- [Direction]:
Transcribe each of the entries below word for word, omitting the pictures.

^^^^

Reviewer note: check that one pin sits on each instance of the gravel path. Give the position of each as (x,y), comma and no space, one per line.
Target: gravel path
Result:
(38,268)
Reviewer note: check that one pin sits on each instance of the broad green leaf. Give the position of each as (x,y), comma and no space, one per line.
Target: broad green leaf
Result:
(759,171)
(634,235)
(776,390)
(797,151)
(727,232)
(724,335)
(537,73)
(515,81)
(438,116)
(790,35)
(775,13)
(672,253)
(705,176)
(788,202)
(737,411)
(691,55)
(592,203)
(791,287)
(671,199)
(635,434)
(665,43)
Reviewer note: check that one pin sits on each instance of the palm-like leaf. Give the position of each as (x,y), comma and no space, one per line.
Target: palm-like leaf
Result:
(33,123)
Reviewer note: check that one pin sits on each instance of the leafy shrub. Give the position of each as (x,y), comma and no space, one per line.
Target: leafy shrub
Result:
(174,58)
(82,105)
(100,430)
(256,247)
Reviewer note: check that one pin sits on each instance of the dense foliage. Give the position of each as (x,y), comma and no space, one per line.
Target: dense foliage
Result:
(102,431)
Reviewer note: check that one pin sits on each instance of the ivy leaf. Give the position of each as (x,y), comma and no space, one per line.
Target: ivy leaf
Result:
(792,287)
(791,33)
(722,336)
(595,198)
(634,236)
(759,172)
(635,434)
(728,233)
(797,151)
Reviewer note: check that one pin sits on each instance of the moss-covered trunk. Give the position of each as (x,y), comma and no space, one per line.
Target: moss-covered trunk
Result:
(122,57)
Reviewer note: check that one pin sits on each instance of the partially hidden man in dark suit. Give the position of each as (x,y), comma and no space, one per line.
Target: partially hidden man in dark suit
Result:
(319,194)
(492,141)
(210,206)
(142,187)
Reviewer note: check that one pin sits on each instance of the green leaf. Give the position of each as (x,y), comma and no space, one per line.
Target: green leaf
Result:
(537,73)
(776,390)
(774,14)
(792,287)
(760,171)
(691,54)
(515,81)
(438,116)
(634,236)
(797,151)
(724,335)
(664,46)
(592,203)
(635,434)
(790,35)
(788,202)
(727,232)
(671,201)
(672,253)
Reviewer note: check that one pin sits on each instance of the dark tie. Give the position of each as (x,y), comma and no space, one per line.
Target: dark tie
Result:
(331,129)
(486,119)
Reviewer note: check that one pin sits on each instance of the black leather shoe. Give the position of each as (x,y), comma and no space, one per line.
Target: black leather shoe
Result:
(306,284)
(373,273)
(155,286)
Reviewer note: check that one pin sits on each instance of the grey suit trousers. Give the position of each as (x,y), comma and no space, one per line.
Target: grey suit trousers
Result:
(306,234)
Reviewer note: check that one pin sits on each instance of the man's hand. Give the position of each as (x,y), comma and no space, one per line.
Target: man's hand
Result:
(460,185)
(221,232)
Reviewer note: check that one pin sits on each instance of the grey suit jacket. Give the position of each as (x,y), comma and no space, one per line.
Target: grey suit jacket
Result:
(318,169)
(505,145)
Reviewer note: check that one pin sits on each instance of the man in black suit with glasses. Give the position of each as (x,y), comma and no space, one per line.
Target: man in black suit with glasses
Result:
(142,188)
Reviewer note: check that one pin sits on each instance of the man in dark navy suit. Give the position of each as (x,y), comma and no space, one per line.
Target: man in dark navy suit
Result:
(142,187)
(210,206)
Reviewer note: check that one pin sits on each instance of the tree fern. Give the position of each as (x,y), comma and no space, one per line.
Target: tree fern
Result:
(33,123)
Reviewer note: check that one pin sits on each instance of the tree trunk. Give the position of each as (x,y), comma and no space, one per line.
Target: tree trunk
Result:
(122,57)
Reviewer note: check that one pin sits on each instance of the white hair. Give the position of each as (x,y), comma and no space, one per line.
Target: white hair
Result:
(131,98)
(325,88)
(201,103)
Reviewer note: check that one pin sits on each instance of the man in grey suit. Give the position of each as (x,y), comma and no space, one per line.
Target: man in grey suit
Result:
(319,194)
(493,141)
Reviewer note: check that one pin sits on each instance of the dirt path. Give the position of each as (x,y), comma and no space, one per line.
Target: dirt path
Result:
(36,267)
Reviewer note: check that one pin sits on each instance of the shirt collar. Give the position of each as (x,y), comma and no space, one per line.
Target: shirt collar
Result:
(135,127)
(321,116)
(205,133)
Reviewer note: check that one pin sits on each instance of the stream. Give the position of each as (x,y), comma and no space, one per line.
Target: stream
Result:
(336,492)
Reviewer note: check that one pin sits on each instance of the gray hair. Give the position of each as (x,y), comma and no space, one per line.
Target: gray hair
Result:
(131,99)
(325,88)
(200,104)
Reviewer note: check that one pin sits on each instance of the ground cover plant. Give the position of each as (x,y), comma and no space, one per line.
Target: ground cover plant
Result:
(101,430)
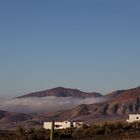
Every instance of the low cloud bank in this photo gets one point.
(44, 104)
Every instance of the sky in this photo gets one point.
(91, 45)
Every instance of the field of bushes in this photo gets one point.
(116, 131)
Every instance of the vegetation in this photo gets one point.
(116, 131)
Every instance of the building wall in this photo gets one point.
(133, 118)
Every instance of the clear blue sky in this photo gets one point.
(92, 45)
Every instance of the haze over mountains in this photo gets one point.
(71, 104)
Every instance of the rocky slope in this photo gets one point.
(61, 92)
(116, 108)
(6, 117)
(119, 105)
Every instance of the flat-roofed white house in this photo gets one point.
(133, 118)
(62, 125)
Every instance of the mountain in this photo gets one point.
(6, 117)
(116, 108)
(61, 92)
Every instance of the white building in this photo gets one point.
(62, 125)
(133, 118)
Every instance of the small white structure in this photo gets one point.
(133, 118)
(62, 125)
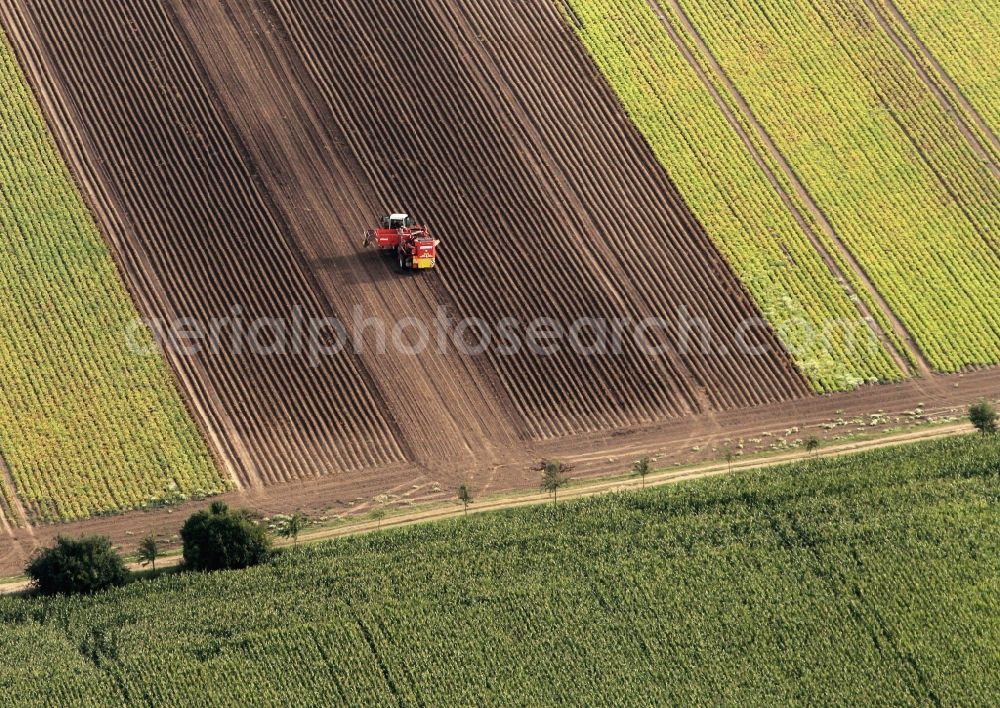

^^^^

- [Answer to the exercise]:
Reviewer note: check that one pin sits on each instance of the gravel path. Give the position of each as (x,y), comma and no space, one per line.
Target: gravel path
Result:
(38,268)
Reviewer note: check that one pin sits on each instance of the broad green leaf. Give the position of each as (x,y), comma and no space, one per line.
Target: broad green leaf
Result:
(759,171)
(634,235)
(776,390)
(797,151)
(727,232)
(724,335)
(537,73)
(515,81)
(438,116)
(790,35)
(775,13)
(672,253)
(705,176)
(788,202)
(737,411)
(691,55)
(592,203)
(791,287)
(671,199)
(635,434)
(665,43)
Reviewer note: check that one pin sits on each instance of the palm-like leaf. Give the position of each as (x,y), comma and no space, one per line.
Target: palm-like leaf
Result:
(33,123)
Reviewer note: check that one pin sits on each instance of the leafy shrub. Give the position of each as (x,y), comma and no space, one per line.
Target: leafy shrub
Result:
(174,58)
(82,105)
(100,430)
(256,247)
Reviewer note: check that one pin sits on each instance of the dense foliage. Give the position of each as (x,y), comma and no space, one per line.
Target: dense foliage
Result:
(102,431)
Reviewer note: check that one pin sits on each instance of the ivy leaf. Give the position of each as (x,y), comma and no space, one per line.
Target: ivy leaf
Result:
(792,287)
(791,33)
(722,336)
(595,198)
(634,236)
(759,172)
(635,434)
(728,233)
(797,151)
Reviewer note: check that one pin sits on each instance of the moss-covered trunk. Give the position of each as (x,y), comma and no space, one per line.
Target: moss-covered trunk
Result:
(122,57)
Reviewer note: check that one pin sits on each instance of the partially hidden man in dark suit. Give the position of each as (x,y), comma and no space, one per line.
Target: partially hidden man in dark suit
Result:
(319,194)
(492,141)
(210,206)
(142,187)
Reviewer note: check that one pin sits on each instance of the green leaf. Give the position of each as (x,y), comma and no space, one per line.
Target: green leaf
Result:
(537,73)
(776,390)
(774,14)
(792,287)
(760,171)
(691,54)
(515,81)
(438,116)
(634,236)
(797,151)
(724,335)
(664,46)
(592,203)
(635,434)
(790,35)
(788,202)
(727,232)
(671,201)
(672,253)
Reviewer note: check that one pin sits on each instance of the dark tie. Give the position of each as (x,y), comma and no space, one per line.
Target: dark tie
Result:
(331,129)
(486,119)
Reviewer note: check that one pin sits on each instance of the black leather shoe. Give the position of each as (x,y), comma and no space, one per line.
Target: black leather shoe
Result:
(306,284)
(373,273)
(155,286)
Reviewer note: check that one pin sits on each instance of the grey suit trousers. Give the position of each as (x,y), comma and no space, one per line.
Target: grey suit trousers
Result:
(306,234)
Reviewer note: check that one pin sits on each instance of the man's hand. Give the position of each as (x,y), comma and no space, one per line.
Target: man's hand
Result:
(460,185)
(221,232)
Reviewer note: check that one pin sits on each instance of the grey suit jacket. Give the position of each as (x,y), comma and no space, one per line.
Target: grey suit jacket
Result:
(318,169)
(505,145)
Reviewer note: check that one pin sits on each instance of the man in black suit with glasses. Give the position of each as (x,y), comma and no space, one per line.
Target: man in black suit with glasses
Result:
(142,188)
Reviewer note: check that one pin sits on each instance of the man in dark navy suit. Give the position of each as (x,y), comma and no space, one per line.
Target: man in dark navy suit
Result:
(142,187)
(210,206)
Reviewer note: check that one pin sits on each instance of the tree fern. Give the position of each as (x,y), comma and no space, one per line.
Target: tree fern
Result:
(33,123)
Reviewer note: check that one pin sits on each instance of the tree trunk. Give the position of each as (x,y), comma and no space, one per line.
Target: tree trunk
Result:
(122,57)
Reviewer note: check that one pin sits on each instance of the white hair. Give the position of each as (x,y), comma and no space, one per line.
Target: white hair
Result:
(131,98)
(325,88)
(201,103)
Reviewer note: check that one pin sits on each instance of the man in grey suit. Give the position of each as (x,y), comma and no space, one per line.
Target: man in grey suit
Result:
(319,194)
(493,141)
Reviewer note: check that one pin sits on each instance of the dirt path. Give the position of each as (x,y), comma and no space, one per line.
Target: dirt path
Result:
(36,267)
Reviewer note: check that one pin sits on each instance of the shirt collar. Give the position of each as (x,y), comma and no space, one per line.
Target: shirt collar
Result:
(135,127)
(321,116)
(205,133)
Reviewer note: check that one pin sits on each instance of the stream. Give the position of each as (x,y), comma and no space, one per line.
Target: stream
Result:
(336,492)
Reviewer note: check that one pin sits on each instance of the gray hair. Give the position of each as (x,y), comma and no space, one per line.
Target: gray hair
Result:
(131,99)
(325,88)
(200,104)
Reviewer note: check that one pin sits on each instance of the ground cover plant. Give the position of each as (x,y), comma and no space, one per line.
Target: ground cover plant
Result:
(101,430)
Every instance of the low cloud bank in this photo gets one point.
(44, 104)
Every instance of the sky in this photo gets one point.
(91, 45)
Every instance of the field of bushes in this photo gets one point.
(116, 131)
Every instance of the vegetation in this photo gets one point.
(116, 131)
Every instance of the building wall in this photo gets one point.
(133, 118)
Every instance of the clear blue sky in this photo gets one point.
(92, 45)
Every instance of the haze over mountains in this photo gets one point.
(71, 104)
Every instance of the rocky slope in this photo gets one point.
(61, 92)
(116, 108)
(6, 117)
(119, 105)
Every instance of the flat-roofed white house in this photo gets one point.
(133, 118)
(62, 125)
Every instance of the mountain in this photo gets one point.
(6, 117)
(116, 108)
(61, 92)
Every instance of the white building in this photo gets one point.
(62, 125)
(133, 118)
Every instance of the small white structure in this photo gets one point.
(133, 118)
(62, 125)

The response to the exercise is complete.